■ Records for the task
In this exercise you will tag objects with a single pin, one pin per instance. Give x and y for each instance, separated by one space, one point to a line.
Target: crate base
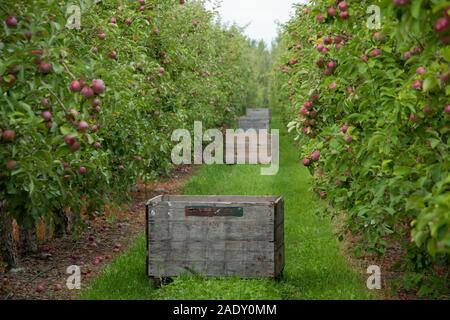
156 282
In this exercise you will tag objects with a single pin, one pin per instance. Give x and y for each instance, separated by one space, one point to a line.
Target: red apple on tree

■ Your objective
Could you turn every line of the records above into a numbered list, dropping any blank lines and leaving the pictures out?

■ The solution
1. In this exercise you will tag objects with a single pin, one pin per instance. Give x and y for each instance, separated by one space, one point to a line.
2. Target: crate base
3. 156 282
4. In this exercise you will tag objects with a single pin, one pin per instance. Give x and y for each instance, separated by one space, one point to a line.
5. Target: red apple on tree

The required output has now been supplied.